= DATA FOR THE TASK =

######

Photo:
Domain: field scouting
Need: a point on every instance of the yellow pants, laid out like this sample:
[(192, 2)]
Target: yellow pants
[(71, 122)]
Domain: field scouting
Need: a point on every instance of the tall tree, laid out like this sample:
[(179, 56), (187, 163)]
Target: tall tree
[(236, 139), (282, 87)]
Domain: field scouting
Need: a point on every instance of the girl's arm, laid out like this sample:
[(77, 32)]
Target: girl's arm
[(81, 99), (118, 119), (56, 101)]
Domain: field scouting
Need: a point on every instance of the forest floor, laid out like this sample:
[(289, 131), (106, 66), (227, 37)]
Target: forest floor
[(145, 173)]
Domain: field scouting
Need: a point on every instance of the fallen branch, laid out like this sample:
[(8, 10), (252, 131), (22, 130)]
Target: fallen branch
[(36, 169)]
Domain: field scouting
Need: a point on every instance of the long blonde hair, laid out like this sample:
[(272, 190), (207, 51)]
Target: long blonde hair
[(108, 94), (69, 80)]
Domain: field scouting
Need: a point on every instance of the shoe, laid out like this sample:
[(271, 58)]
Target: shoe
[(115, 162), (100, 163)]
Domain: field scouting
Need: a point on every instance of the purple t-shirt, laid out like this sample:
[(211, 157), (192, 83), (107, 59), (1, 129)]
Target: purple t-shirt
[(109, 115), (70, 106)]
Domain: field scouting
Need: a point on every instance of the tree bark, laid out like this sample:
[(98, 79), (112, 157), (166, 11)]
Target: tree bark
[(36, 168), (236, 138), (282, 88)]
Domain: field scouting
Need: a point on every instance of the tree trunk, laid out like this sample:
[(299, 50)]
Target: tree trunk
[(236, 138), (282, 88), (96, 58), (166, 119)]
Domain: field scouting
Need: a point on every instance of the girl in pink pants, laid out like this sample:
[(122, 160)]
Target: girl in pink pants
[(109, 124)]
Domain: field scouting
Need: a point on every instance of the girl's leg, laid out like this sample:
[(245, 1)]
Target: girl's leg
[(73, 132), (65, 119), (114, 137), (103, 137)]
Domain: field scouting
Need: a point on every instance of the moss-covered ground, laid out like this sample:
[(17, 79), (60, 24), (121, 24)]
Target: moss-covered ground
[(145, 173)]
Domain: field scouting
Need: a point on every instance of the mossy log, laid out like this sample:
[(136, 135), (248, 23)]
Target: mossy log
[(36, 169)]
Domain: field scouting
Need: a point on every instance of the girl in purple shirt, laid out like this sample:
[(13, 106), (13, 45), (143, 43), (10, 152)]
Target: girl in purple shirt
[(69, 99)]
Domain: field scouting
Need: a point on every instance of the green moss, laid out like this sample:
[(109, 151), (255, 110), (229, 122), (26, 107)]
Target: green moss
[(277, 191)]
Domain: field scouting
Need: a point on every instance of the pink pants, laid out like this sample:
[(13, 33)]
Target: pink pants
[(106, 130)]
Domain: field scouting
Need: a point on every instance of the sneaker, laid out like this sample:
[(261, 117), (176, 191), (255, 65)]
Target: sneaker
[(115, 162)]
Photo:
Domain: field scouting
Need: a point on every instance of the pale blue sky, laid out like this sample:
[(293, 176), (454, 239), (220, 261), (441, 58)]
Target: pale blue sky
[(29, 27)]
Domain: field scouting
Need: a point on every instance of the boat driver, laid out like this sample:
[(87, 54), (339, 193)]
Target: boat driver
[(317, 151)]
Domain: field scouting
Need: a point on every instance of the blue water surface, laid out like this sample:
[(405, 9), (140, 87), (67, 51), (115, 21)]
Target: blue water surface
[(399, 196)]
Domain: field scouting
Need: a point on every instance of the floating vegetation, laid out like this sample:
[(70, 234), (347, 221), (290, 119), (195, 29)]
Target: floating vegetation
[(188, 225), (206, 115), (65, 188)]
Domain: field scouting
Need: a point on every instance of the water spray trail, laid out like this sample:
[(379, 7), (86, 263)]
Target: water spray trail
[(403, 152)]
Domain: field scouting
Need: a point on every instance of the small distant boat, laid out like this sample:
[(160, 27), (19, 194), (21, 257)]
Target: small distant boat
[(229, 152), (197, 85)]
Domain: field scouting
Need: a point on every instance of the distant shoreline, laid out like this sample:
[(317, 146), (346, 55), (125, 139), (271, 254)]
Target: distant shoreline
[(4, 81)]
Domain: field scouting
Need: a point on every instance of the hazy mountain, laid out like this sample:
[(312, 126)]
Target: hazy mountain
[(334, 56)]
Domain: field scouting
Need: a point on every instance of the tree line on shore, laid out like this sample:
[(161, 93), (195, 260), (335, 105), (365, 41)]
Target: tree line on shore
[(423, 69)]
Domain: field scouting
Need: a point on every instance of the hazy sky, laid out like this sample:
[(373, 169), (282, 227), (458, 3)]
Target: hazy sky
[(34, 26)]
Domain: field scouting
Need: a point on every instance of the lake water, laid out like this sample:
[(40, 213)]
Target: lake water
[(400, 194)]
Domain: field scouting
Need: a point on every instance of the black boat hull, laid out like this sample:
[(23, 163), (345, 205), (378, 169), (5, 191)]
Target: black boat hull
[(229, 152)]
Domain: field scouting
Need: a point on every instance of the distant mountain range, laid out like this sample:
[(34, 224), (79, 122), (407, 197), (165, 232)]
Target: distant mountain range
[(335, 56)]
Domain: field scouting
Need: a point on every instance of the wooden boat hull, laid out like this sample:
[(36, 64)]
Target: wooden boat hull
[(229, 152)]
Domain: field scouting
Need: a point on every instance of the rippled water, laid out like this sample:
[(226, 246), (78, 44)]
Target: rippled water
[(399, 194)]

######

From the beginning of the listing above down to the line with "Need: a point on every instance of the tall", every line should be restated exactly.

= WRITTEN RESPONSE =
Photo:
Domain: field scouting
Need: a point on every instance of the yellow pants, laid out like this sample:
[(192, 2)]
Target: yellow pants
[(71, 122)]
Domain: field scouting
Need: a point on every instance of the tall tree, laid out like this sample:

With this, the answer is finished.